• **What is needed**
Reproduce every one of the entries below word for word, leaving the pictures out.

• **Listing**
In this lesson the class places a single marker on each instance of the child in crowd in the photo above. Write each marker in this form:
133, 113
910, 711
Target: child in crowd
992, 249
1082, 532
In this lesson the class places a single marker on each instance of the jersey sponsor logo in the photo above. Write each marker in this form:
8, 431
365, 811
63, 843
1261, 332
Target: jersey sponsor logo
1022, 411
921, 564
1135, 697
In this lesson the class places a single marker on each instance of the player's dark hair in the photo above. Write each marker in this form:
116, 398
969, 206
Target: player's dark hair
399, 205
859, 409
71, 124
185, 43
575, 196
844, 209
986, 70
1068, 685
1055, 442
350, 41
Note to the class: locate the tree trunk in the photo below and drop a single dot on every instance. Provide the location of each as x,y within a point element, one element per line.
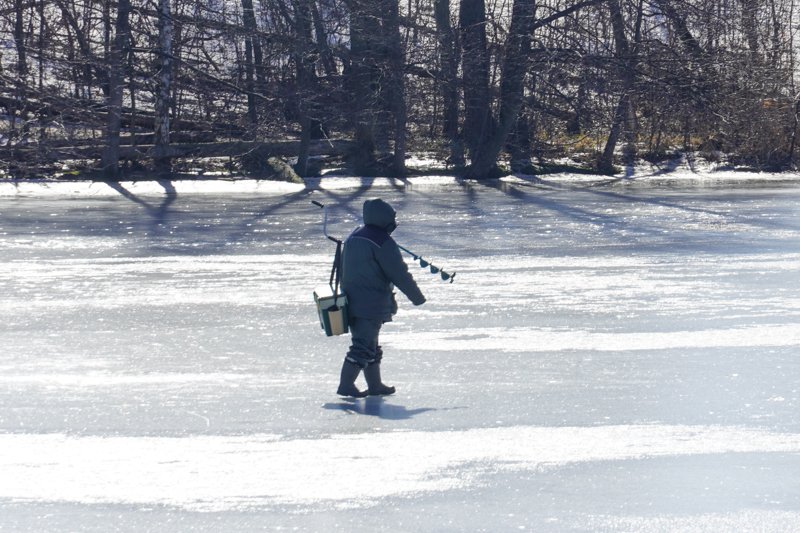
<point>448,64</point>
<point>475,71</point>
<point>624,117</point>
<point>119,50</point>
<point>163,163</point>
<point>515,61</point>
<point>251,44</point>
<point>396,91</point>
<point>305,75</point>
<point>328,64</point>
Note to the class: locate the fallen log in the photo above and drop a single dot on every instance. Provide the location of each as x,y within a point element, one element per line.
<point>183,150</point>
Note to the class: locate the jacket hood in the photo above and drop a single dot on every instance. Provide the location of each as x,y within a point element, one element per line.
<point>379,213</point>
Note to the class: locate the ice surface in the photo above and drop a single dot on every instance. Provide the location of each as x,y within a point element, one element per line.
<point>614,355</point>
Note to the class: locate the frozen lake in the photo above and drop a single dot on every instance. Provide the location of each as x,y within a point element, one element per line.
<point>613,356</point>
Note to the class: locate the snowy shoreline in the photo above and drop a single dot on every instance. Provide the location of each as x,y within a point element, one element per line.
<point>252,186</point>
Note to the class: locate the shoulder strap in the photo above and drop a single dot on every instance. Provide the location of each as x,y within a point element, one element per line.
<point>336,270</point>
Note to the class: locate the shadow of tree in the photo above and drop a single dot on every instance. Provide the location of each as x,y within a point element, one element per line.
<point>376,406</point>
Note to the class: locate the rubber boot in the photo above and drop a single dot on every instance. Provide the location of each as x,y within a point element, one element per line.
<point>347,381</point>
<point>376,387</point>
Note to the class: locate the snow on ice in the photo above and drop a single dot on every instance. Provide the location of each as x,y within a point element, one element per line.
<point>614,355</point>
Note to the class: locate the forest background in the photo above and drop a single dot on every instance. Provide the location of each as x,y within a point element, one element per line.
<point>214,87</point>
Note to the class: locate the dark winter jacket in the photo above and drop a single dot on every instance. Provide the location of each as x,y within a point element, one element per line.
<point>372,265</point>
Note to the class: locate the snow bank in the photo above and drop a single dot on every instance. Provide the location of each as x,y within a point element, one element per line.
<point>219,472</point>
<point>644,173</point>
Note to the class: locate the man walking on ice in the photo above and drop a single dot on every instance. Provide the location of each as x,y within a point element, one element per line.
<point>371,267</point>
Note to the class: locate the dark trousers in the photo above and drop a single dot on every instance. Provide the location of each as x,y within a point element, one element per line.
<point>364,348</point>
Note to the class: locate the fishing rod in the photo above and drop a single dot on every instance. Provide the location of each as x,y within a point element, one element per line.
<point>446,276</point>
<point>434,269</point>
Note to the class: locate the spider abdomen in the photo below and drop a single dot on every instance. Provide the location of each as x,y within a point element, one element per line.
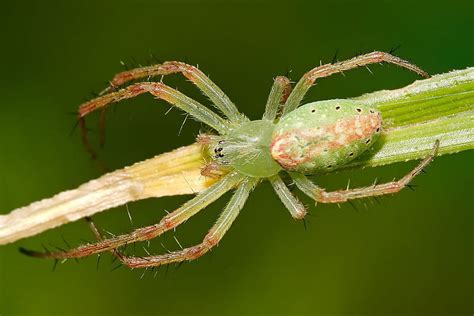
<point>319,136</point>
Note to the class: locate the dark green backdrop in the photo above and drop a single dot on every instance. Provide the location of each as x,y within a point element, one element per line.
<point>412,254</point>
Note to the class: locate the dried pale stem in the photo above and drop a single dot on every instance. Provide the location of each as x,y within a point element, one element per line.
<point>440,108</point>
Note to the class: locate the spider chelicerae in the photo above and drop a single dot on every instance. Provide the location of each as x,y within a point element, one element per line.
<point>298,140</point>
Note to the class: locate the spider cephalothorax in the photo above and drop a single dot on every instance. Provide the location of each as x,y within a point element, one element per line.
<point>313,138</point>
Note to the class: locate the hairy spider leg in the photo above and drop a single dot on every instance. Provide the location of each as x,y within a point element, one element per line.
<point>170,221</point>
<point>309,78</point>
<point>219,99</point>
<point>320,195</point>
<point>161,91</point>
<point>213,237</point>
<point>296,208</point>
<point>280,91</point>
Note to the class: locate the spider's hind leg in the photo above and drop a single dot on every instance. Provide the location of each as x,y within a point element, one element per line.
<point>296,208</point>
<point>280,91</point>
<point>321,195</point>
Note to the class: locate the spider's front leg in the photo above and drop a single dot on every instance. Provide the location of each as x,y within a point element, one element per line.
<point>161,91</point>
<point>213,237</point>
<point>170,221</point>
<point>219,99</point>
<point>309,78</point>
<point>321,195</point>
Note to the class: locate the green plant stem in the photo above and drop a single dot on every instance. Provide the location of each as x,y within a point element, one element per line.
<point>415,116</point>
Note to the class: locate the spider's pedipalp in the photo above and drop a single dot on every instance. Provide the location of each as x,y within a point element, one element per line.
<point>296,208</point>
<point>213,237</point>
<point>309,78</point>
<point>321,195</point>
<point>170,221</point>
<point>219,99</point>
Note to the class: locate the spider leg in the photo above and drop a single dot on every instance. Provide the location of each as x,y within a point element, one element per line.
<point>161,91</point>
<point>296,208</point>
<point>320,195</point>
<point>308,79</point>
<point>168,222</point>
<point>219,99</point>
<point>280,91</point>
<point>213,237</point>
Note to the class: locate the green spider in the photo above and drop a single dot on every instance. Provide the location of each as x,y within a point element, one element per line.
<point>299,140</point>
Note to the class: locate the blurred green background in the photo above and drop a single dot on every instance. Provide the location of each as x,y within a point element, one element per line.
<point>409,255</point>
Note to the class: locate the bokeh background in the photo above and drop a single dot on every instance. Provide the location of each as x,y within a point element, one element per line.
<point>409,255</point>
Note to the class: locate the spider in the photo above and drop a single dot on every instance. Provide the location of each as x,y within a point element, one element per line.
<point>298,140</point>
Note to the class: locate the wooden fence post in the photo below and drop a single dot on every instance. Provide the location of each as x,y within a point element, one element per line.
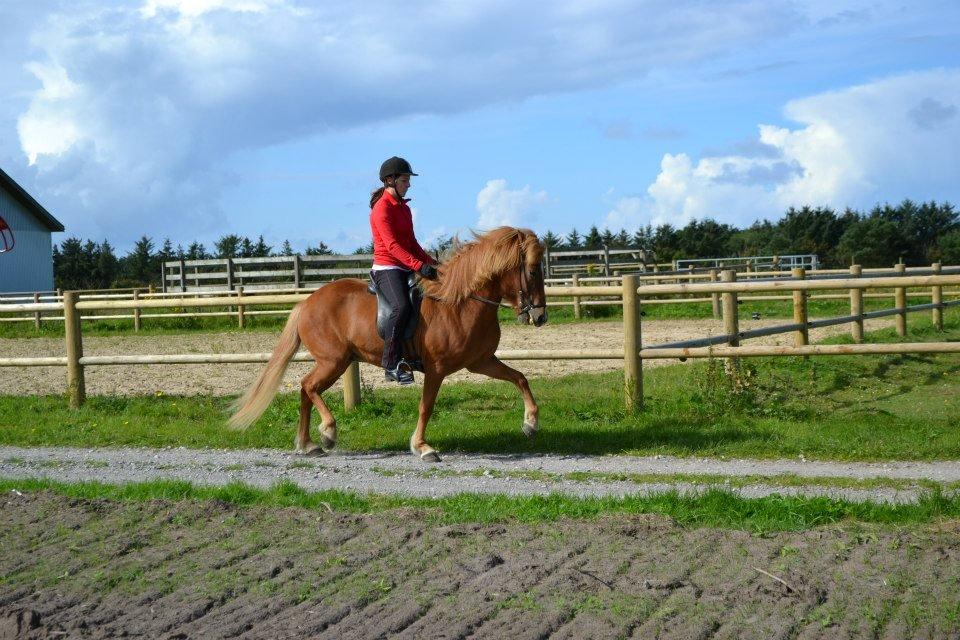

• **Task output**
In this lesson the class places a single marker on each instance of the child in crowd in the photo above. Write each marker in this form:
133, 113
910, 711
Target: child in crowd
992, 249
1082, 532
In this lesson the class places a single marker on each instance of the jersey sponsor logo in the photo above. Write each marker in this form:
8, 431
365, 811
63, 843
1261, 332
Target: jersey sponsor logo
1022, 411
921, 564
1135, 697
In this lesson the class places a single marker on each instance of the player's dark hair in the photo above. Write each marker in this form:
116, 398
969, 206
Target: player's dark hair
399, 205
859, 409
71, 124
185, 43
575, 196
844, 209
986, 70
1068, 685
1055, 442
350, 41
Note to the class: locate the tree trunk in the photo below and drop a single dot on every instance. Provide the location of each as x,y within a point element, one element per line.
<point>448,64</point>
<point>475,71</point>
<point>624,117</point>
<point>119,50</point>
<point>163,163</point>
<point>515,61</point>
<point>251,44</point>
<point>396,91</point>
<point>305,75</point>
<point>328,64</point>
Note to the class: locate the fallen log in the photo above and drop a single dot on every instance. Provide the location of each as x,y within a point element, one element per line.
<point>183,150</point>
Note to the class: locate the jacket hood in the photo above and drop a single dot on every instance. Provide the location of each as x,y within a point element, one element per line.
<point>379,213</point>
Note to the class: locate the ice surface in the photo above and drop a single dot on every instance. Provide the location of each as x,y within a point element, one element per line.
<point>614,355</point>
Note to the class: locate the frozen lake in the photo above and drop a single dot on every instance. Provide the location of each as x,y within a point element, one element per line.
<point>613,356</point>
Note to the class: locate the snowy shoreline in the photo above and drop a single dot on every instance. Provide the location of each as x,y within a point element, one element per line.
<point>252,186</point>
Note to the class: locate the shoulder strap in the photo above and drop a single dot on every instance. Provide the location of each as x,y within a point element, one element per line.
<point>336,270</point>
Note to the class: locate the shadow of tree in the photo above and drop a single dot on every instance. Provide the location of each as x,y within a point element, one element per line.
<point>376,406</point>
Note to the class: locate the rubber boot in the photo above and drop a single dot on every instance. Provide the location of each as x,y within a point element, one element per line.
<point>347,381</point>
<point>376,387</point>
Note to the class: locate the snow on ice in the photo above and drop a single dot on every instance. Provide the location of each as x,y within a point element, one element per line.
<point>614,355</point>
Note to the class: locate the forest background in the photo above and drop a single dot on every instance. Provide the location of each as x,y within a point element, one element per line.
<point>214,87</point>
Note to the class: locate the dark winter jacket in the photo above and drop a single dot on every instance. Provide the location of each as x,y within a point element, one element per line.
<point>372,265</point>
Note to the class: locate the snow bank in the photo above and drop a single dot on every instance. Provide the location of each as x,y within a point element, one element per line.
<point>219,472</point>
<point>644,173</point>
Note to the class: locate the man walking on ice in the photo above and drop a single dot on every instance. Provide the location of each as x,y within a point element, one element per line.
<point>371,267</point>
Note to the class: locate the dark trousers in the photo above and drop a single dot on every instance. Provide the location of each as x,y within a point element, one element per line.
<point>364,348</point>
Note to the class: locate the fishing rod in the photo above and drop a single dot on every instance. Provide the location of each as x,y within a point element, one element per line.
<point>446,276</point>
<point>434,269</point>
Note to the class: locate the spider abdomen in the photo below and drop a single dot on every instance. Provide the location of each as x,y within a point element, one element per line.
<point>319,136</point>
Note to the class: locate the dark green backdrop in the photo above and drop a single dot on every instance. Provide the location of each as x,y within a point element, one element per line.
<point>412,254</point>
Note to the class: locate the dried pale stem in the photo above and drop a single dot on every instance. Provide the location of each as x,y within a point element, one element per line.
<point>440,108</point>
Note to the class: locate the spider chelicerae in the photo above and drop a single dot on every instance. Provide the location of each as x,y within a point element, one element per line.
<point>298,140</point>
Note to the class: locate the spider cephalothorax in the photo above and drop a single dot on every instance. Provide the location of each as x,y within a point element, one element per line.
<point>313,138</point>
Note to the class: locate the hairy spider leg in the photo above and drop a single dot on every instance. Provide the location of each as x,y within a point element, one element per line.
<point>170,221</point>
<point>309,78</point>
<point>219,99</point>
<point>320,195</point>
<point>161,91</point>
<point>213,237</point>
<point>296,208</point>
<point>280,91</point>
Note to the class: locate the spider's hind leg in the photo above and drop a single dot on every instance. Provide the location of each as x,y within a point element, one element per line.
<point>296,208</point>
<point>280,91</point>
<point>321,195</point>
Note to the class: locate the spider's front leg in the photo above and drop a single dot on every instance. Provide the location of each as x,y within a point element, one element per line.
<point>161,91</point>
<point>213,237</point>
<point>170,221</point>
<point>219,99</point>
<point>309,78</point>
<point>321,195</point>
Note to the class: locate the green plant stem in the photo above and drop a single dot on every instance. Provide the location of each as x,y within a point element, one element per line.
<point>415,116</point>
Note to the class: locate the spider's pedipalp in the photo above and drop a single dot on every instance. Provide the location of each as x,y within a point element, one element per line.
<point>296,208</point>
<point>213,237</point>
<point>309,78</point>
<point>321,195</point>
<point>170,221</point>
<point>219,99</point>
Note to the class: locate the spider leg in the photo above and drop a single dot on every instance. Provide the location of each as x,y within a point element, one element per line.
<point>161,91</point>
<point>296,208</point>
<point>320,195</point>
<point>308,79</point>
<point>168,222</point>
<point>219,99</point>
<point>280,91</point>
<point>213,237</point>
Note to the class: locate the green spider in the photo above and drop a single dot on every instance. Provide the location of each as x,y within a point element, one element per line.
<point>299,140</point>
Note to the class: locate the blurred green background in the photo above and drop a single dot on every instance. Provide the location of each as x,y within a point element, one element per line.
<point>409,255</point>
Note to the class: locate the bokeh background in the photo above and drop a single dot on every instance. Provide the location of each as x,y within a point element, one element per line.
<point>409,255</point>
Note to the class: locate the spider in the photo above and drop a single dot on every instance. Provide the location of each as x,y within a point element, one element per line.
<point>298,140</point>
Note to the class: locate the wooden fence post in the photo below and drop a single dot on every instance. Provide the location of each as x,y within a point element, one element per line.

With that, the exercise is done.